SOURCE TEXT:

::::

The saturability of water vapor content in the background field of different phase clouds increases with the decrease of temperature (Fig. 9). The fluctuation range of water vapor saturability of ice clouds is between 0.8 and 2.9, indicating that a part of ice clouds is still unsaturated, and the proportion of unsaturated ice clouds increases with the increase of ice cloud temperature. This is consistent with the conclusion once obtained by Alexei and George (2006). The fluctuation range of water vapor saturability of water cloud is between 0.8 and 1.5. The minimum water vapor saturability of water cloud is close to that of ice cloud, but the maximum water vapor saturability is significantly different.

Fig. 9

is the same as Fig. 4, but shows the change of water vapor content saturability with temperature in the cloud background field.

::::

INFORMATION SUPPLIED:
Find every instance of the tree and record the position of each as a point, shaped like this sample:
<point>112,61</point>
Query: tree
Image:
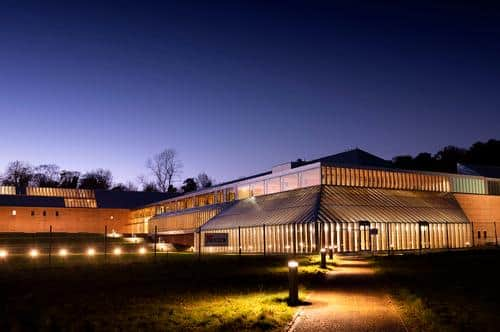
<point>164,167</point>
<point>96,179</point>
<point>203,180</point>
<point>171,190</point>
<point>18,174</point>
<point>69,179</point>
<point>189,185</point>
<point>47,175</point>
<point>149,187</point>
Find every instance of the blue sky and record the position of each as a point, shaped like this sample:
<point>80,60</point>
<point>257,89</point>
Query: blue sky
<point>236,87</point>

::::

ACTIVITY A:
Using the text on water vapor saturability in clouds, decide whether each statement agrees with it. Answer yes or no for each, and quote the deciding words. (i) The water vapor saturability of ice clouds ranges between 0.8 and 2.9. (ii) The proportion of unsaturated ice clouds falls as ice cloud temperature rises. (iii) The maximum water vapor saturability of water cloud is close to that of ice cloud.
ACTIVITY B:
According to the text on water vapor saturability in clouds, what is the fluctuation range of water vapor saturability of water cloud?
ACTIVITY C:
Pick up the text on water vapor saturability in clouds after its last sentence and continue it.

ANSWER AREA A:
(i) Yes: "The fluctuation range of water vapor saturability of ice clouds is between 0.8 and 2.9"
(ii) No: "the proportion of unsaturated ice clouds increases with the increase of ice cloud temperature"
(iii) No: "but the maximum water vapor saturability is significantly different"

ANSWER AREA B:
Between 0.8 and 1.5.

ANSWER AREA C:
Conclusion

In order to more accurately understand the relationship between cloud climate characteristics and meteorological elements in China and its surrounding areas, this paper uses CALIOP VFM, a high-resolution data product that can uniformly classify cloud types and cloud phases, and combines ERA5 reanalysis data to study the relationship between cloud types and cloud phases distribution characteristics and meteorological elements in China and surrounding areas during the 15-year period from June 2006 to June 2020. The main conclusions are as follows:

1. (1)

   Clouds occurrence probability presents two significant high value regions with the changing trend of RH and temperature. Clouds are mainly divided into tropical clouds and temperate clouds in the high value region of cloud occurrence probability, and the northern limit of tropical cloud coverage is near the Tropic of Cancer. Tropical cirrus clouds show high RH, which may correspond to the in-situ origin cirrus formed directly in the form of ice under low temperature and high humidity conditions, while temperate cirrus clouds show low RH characteristics, which corresponds to the liquid origin cirrus formed by freezing droplets in the cloud under high temperature and low humidity conditions. The relationship between RH and cloud distribution characteristics is mainly based on the change of temperature, and the temperature change mainly comes from the difference of latitude.

2. (2)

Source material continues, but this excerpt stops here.